_Testo di lettura_

————————

I termini femminile e maschile possono rispondere a questa funzione: un uso consapevole e misurato può rappresentare (RAPPRESENTAZIONE) una base comune di senso sulla quale avviare un pensiero critico sul loro significato e sulla loro reale utilità per procedere poi alla loro decostruzione.

 

II La prospettiva degli studi di genere

Secondo una prospettiva antropologica la differenza femminile-maschile è stata assunta culturalmente come principio di ordine. Tale principio si basa sulla concezione di una natura femminile opposta a quella maschile il che significa, schematicamente, che se a uno dei termini della differenza vengono attribuite determinate caratteristiche all’altro vengono attribuite quelle opposte. Questo meccanismo dualistico/binario è alla base dello stereotipo dicotomico della contrapposizione sul quale il sistema patriarcale (PATRIARCATO) ha costruito i suoi dispositivi di POTERE.

In questi termini gli stereotipi funzionano come linee guida coercitive del pensiero e del comportamento. Esse giustificano, secondo lo schema dicotomico, imposizioni, divieti, censure da un lato; sottomissione, obbligazione, adattamento dall’altro.

La decostruzione degli stereotipi è un punto di partenza fondamentale: non solo per dimostrare la falsa RAPPRESENTAZIONE di una natura deterministica di cui i concetti universalizzati di Donna e di Uomo sarebbero la risultante culturale; ma anche per avviare un’analisi della limitazione (LIMITE) imposta dal sistema dualistico/binario per escludere tutto quanto fuorviante e sovversivo, multiplo e mutante.

————————

_Voci del dataset_
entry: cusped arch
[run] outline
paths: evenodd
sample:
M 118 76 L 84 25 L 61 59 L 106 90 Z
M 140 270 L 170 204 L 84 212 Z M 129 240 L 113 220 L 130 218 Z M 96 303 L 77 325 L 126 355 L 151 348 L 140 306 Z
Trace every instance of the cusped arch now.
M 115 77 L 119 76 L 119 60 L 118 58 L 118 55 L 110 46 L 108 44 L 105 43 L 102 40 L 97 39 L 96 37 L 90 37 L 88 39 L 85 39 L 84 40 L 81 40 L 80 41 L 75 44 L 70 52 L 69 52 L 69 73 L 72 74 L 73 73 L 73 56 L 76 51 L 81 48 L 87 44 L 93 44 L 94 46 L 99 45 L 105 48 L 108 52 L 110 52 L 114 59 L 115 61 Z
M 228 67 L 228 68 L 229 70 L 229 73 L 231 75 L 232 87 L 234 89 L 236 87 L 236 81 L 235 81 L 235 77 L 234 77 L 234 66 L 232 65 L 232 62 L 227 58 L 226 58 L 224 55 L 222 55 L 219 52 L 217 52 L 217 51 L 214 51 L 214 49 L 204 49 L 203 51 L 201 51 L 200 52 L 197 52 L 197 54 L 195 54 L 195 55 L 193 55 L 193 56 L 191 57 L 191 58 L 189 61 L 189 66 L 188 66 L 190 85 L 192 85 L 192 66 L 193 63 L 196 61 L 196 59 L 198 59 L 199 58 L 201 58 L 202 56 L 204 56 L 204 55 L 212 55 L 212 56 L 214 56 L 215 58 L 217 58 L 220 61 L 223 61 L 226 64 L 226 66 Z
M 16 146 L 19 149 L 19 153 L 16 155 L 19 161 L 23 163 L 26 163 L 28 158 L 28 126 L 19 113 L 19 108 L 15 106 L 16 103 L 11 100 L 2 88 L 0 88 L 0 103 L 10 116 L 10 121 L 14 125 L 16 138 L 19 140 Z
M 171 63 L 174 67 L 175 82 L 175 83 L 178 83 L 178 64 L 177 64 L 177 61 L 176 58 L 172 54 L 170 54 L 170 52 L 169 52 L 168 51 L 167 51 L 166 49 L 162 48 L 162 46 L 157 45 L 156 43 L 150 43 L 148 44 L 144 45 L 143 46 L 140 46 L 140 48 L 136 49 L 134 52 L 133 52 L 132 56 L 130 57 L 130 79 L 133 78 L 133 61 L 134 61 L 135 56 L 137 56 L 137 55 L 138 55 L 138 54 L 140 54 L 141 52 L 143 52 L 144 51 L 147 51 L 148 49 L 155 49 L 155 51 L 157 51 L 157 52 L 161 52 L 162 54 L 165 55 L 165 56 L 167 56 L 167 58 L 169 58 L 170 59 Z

————————

_Consegna A_
Trascrivi alla lettera il passo del testo sugli stereotipi che inizia con "II La prospettiva" e termina con "dispositivi di POTERE.".
_Consegna B_
Continua il testo sugli stereotipi a partire dalla sua ultima frase.

_Risposta attesa A_
II La prospettiva degli studi di genere

Secondo una prospettiva antropologica la differenza femminile-maschile è stata assunta culturalmente come principio di ordine. Tale principio si basa sulla concezione di una natura femminile opposta a quella maschile il che significa, schematicamente, che se a uno dei termini della differenza vengono attribuite determinate caratteristiche all’altro vengono attribuite quelle opposte. Questo meccanismo dualistico/binario è alla base dello stereotipo dicotomico della contrapposizione sul quale il sistema patriarcale (PATRIARCATO) ha costruito i suoi dispositivi di POTERE.

_Risposta attesa B_
La decostruzione degli stereotipi è inoltre, in termini educativi, uno strumento importante per stimolare consapevolezza di sé e per valorizzare percorsi soggettivi (IDENTITÀ) alternativi agli schemi psicologici e sociali che impediscono uno sviluppo libero e creativo del potenziale individuale.

 

III La violenza maschile contro le donne

È diffusa la tendenza ad attribuire agli “altrii” la VIOLENZA sulle donne come segno di differenziazione con questi “altri”, siano essi i migranti irregolari e/o persone con problemi psichici o gravi dipendenze. Spesso la VIOLENZA contro le donne viene rappresentata come un “male oscuro”, sostenendo uno stereotipo che non corrisponde alla realtà statistica dei dati, i quali confermano che la VIOLENZA maschile sulle donne “in quanto donne” è trasversale e non è propria di una categoria maschile. 

Far parlare gli stereotipi legati alla VIOLENZA maschile sulle donne vuol dire creare occasioni di scambio, confronto e discussione competente, nominare la VIOLENZA, raccontarla nei suoi differenti aspetti, evidenziarne i legami con i luoghi comuni, descriverne le conseguenze e la possibilità di rielaborazione dei singoli vissuti, declinare le responsabilità all’interno della relazione, fornire dati sul fenomeno, anche a livello locale. In una parola: riportarla all’interno di un dato di realtà. Una realtà difficile da accettare, sia per le donne che per gli uomini, ma che permette tuttavia di “vedere” la VIOLENZA, scostando il velo della morbosità, della lontananza o peggio ancora dell’indifferenza.

Molti sono gli stereotipi radicati nella nostra cultura:
- la donna maltrattata è responsabile della VIOLENZA: forse non era una brava moglie o comunque, se il marito l’ha picchiata, avrà sicuramente avuto delle ragioni;
- una donna viene maltrattata solo da uomini alcolizzati, tossicodipendenti o con problemi psichici gravi;
- le violenze accadono solo nelle classi più svantaggiate;
- gli stupri avvengono al di fuori della casa o in luoghi isolati;
- le donne vittime di VIOLENZA vengono scelte per il loro aspetto provocante e quindi sono responsabili della VIOLENZA;
- non è possibile violentare una donna che si ribella con tutte le sue forze;
- una donna che denuncia uno stupro o una VIOLENZA fisica dopo molto tempo non è credibile.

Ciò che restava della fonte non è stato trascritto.